Information shown:
----
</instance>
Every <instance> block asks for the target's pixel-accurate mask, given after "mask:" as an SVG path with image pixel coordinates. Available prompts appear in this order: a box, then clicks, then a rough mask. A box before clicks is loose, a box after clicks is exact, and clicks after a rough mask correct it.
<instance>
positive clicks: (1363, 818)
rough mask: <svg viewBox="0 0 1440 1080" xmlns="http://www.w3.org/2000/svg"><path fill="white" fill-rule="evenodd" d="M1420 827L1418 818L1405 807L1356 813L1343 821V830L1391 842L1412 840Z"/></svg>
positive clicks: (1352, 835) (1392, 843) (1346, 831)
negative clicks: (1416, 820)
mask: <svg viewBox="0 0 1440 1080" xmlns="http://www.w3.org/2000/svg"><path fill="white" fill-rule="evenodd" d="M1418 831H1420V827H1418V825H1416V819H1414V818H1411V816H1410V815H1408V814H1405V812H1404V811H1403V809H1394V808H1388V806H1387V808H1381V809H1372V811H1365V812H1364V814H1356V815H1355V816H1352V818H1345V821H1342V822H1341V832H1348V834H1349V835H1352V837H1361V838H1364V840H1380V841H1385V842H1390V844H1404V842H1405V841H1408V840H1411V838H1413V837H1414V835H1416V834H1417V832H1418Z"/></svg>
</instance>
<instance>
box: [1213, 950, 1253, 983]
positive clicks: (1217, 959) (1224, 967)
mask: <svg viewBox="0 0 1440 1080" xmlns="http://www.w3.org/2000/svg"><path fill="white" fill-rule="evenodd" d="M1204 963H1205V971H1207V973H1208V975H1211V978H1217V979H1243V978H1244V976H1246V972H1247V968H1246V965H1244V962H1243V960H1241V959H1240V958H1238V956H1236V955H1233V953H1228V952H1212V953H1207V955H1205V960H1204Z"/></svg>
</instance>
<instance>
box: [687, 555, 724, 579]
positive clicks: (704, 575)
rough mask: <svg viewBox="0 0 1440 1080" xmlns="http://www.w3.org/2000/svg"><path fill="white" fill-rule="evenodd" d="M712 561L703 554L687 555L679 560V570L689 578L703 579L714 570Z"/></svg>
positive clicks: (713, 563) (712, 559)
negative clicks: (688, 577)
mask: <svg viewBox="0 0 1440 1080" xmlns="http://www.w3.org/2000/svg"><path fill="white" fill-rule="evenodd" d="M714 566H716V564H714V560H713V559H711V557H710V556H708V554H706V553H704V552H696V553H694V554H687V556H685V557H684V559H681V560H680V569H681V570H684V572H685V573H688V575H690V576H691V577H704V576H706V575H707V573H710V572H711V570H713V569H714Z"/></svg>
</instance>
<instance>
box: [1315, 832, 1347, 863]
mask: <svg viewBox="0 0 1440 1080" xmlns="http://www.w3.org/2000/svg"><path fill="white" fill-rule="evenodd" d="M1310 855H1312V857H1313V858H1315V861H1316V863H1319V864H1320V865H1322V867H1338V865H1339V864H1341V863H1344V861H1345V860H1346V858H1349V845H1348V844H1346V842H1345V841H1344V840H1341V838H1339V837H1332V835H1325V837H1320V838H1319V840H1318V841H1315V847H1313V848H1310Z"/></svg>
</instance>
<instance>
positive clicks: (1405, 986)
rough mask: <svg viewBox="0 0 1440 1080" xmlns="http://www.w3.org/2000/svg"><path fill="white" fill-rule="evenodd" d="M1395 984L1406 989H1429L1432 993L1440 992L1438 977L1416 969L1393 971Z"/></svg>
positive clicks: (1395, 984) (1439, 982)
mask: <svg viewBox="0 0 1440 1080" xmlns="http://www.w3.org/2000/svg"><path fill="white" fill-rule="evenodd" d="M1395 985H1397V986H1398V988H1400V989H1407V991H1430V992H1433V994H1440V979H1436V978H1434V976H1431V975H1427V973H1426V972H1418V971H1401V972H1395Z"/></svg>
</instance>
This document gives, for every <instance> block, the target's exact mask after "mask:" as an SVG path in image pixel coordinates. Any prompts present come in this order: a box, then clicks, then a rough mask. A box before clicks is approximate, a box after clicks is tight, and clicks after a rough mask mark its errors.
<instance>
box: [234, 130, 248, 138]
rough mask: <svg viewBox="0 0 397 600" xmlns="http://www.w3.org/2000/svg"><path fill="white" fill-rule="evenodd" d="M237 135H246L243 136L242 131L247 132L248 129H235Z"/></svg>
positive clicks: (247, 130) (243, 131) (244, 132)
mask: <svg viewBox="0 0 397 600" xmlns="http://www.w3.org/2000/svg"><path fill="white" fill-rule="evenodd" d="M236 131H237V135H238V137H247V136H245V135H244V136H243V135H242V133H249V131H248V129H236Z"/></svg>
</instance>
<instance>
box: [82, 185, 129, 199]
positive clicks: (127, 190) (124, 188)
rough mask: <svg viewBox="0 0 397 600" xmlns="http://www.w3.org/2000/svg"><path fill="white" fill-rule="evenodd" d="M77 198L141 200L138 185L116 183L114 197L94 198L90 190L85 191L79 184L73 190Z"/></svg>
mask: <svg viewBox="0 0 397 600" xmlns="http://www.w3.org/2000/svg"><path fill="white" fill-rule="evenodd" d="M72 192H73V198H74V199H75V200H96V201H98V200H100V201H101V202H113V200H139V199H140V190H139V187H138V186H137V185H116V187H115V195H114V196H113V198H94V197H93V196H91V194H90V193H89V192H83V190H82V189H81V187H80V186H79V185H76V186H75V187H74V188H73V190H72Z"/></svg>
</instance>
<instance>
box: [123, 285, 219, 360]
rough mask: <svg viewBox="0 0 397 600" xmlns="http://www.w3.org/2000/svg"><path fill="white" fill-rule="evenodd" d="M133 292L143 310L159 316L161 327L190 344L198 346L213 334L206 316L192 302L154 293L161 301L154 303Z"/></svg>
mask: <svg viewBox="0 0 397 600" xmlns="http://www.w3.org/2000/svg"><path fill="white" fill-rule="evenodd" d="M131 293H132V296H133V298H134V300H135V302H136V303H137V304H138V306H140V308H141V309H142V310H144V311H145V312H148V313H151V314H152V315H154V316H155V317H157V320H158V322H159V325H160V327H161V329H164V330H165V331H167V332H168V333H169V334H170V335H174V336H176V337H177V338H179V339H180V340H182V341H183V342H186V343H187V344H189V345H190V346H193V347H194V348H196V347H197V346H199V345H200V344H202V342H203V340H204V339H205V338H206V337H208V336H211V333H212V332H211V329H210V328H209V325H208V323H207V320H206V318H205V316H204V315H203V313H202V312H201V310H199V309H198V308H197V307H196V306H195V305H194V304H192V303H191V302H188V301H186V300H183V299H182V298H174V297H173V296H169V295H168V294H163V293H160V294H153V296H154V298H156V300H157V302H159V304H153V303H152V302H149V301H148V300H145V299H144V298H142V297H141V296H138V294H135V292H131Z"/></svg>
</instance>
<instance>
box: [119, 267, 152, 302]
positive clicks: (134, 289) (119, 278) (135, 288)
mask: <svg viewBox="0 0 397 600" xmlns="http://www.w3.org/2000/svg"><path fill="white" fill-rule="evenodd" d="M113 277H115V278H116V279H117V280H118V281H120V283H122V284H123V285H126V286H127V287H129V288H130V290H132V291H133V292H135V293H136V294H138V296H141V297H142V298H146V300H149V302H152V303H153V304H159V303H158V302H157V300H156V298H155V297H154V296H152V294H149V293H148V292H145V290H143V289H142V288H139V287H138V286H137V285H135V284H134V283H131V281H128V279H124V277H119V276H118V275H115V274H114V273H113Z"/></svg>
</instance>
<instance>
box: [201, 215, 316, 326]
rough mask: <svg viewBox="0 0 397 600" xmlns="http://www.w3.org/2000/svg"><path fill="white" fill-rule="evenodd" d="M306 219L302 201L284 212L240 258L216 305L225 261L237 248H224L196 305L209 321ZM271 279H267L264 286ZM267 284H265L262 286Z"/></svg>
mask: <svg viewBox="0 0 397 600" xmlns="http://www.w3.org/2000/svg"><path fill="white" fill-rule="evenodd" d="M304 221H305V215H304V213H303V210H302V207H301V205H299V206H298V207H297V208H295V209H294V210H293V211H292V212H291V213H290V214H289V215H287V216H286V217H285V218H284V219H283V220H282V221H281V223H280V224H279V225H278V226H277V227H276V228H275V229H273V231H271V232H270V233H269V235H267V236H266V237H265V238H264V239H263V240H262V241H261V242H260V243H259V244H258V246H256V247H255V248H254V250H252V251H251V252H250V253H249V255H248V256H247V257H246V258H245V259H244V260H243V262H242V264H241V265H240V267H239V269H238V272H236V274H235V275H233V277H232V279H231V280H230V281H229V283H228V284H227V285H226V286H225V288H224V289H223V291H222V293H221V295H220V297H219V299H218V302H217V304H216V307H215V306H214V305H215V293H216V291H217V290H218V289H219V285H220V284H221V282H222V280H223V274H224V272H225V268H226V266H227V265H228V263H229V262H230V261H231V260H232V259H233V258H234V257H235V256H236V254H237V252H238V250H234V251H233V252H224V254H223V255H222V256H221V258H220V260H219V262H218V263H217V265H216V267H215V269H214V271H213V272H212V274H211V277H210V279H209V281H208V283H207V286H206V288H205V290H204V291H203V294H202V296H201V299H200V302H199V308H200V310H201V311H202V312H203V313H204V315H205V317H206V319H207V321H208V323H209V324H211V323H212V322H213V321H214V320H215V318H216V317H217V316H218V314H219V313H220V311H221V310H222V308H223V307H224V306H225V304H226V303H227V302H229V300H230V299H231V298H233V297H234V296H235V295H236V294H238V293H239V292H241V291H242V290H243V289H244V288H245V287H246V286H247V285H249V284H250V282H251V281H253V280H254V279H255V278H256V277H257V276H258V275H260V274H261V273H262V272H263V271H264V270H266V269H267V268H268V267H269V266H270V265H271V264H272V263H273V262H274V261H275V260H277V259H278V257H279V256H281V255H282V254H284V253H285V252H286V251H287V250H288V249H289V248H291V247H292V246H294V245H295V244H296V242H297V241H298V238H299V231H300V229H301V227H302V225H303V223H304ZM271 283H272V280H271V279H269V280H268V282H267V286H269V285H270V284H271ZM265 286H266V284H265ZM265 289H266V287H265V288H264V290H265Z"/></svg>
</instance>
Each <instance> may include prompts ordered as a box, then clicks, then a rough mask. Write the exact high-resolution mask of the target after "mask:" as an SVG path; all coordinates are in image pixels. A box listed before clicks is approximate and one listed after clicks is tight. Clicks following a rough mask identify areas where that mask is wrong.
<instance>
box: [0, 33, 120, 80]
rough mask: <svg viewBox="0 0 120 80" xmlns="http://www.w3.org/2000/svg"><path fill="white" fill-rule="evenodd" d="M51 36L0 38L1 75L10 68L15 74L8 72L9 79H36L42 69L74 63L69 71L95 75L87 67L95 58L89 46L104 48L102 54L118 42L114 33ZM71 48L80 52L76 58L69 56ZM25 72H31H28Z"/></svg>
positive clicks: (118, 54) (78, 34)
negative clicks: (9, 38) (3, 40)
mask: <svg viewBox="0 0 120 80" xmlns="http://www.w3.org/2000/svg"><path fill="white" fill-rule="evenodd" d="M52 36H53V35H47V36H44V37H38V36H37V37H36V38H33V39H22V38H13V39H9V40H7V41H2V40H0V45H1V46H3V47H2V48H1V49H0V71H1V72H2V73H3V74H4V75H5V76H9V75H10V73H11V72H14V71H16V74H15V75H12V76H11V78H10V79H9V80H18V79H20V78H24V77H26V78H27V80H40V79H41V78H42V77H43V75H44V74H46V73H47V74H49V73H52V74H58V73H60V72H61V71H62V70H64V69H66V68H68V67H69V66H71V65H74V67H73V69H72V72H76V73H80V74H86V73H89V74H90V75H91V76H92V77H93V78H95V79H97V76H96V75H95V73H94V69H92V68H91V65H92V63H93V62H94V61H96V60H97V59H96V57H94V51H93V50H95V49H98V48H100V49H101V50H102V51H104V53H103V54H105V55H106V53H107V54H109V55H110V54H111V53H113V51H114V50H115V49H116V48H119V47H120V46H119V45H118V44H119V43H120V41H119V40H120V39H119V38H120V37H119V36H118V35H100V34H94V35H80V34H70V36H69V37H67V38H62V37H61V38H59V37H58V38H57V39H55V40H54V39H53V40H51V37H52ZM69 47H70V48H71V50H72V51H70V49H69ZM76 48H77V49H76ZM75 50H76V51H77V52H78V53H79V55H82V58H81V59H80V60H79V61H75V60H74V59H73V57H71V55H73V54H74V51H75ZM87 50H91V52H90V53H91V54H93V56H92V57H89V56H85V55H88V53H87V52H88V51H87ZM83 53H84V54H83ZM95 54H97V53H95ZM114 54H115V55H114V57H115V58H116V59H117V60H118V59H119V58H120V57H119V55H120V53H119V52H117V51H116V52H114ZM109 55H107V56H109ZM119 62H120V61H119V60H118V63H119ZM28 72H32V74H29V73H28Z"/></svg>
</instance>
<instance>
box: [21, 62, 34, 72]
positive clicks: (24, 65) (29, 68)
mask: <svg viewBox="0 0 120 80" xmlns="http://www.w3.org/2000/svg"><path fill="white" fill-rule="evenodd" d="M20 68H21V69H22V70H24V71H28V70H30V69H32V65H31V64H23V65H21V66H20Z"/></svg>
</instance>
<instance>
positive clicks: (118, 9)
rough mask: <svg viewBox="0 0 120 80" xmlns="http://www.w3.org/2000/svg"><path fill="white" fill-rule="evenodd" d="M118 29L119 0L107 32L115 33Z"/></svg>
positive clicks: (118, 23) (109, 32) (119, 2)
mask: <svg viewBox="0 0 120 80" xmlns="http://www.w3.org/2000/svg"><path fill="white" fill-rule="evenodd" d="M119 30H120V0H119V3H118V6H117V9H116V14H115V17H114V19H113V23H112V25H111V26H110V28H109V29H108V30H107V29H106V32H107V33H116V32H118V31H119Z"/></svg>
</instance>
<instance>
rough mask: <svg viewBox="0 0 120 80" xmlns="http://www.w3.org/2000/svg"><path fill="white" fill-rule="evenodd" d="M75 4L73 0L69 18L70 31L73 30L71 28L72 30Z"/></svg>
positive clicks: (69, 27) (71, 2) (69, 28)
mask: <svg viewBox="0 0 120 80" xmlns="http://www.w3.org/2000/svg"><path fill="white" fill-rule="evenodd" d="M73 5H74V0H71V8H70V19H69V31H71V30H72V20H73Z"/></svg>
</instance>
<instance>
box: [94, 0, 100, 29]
----
What you should do:
Return each line of the rows above that contains the string "block". Case counts.

Response:
Every <instance> block asks for the target's pixel-accurate mask, given after "mask:" as an SVG path with image pixel coordinates. Available prompts appear in this order: a box, then clicks, then a rough mask. A box before clicks is loose, a box after clicks is exact, and clicks after a rough mask correct it.
This document gives, for every <instance> block, the target's exact mask after "mask:" as an SVG path in image pixel coordinates. Any prompts present come in this order: a box, then clicks, then a rough mask. A box before clicks is approximate, a box after clicks is tight, and clicks after a rough mask mark its errors.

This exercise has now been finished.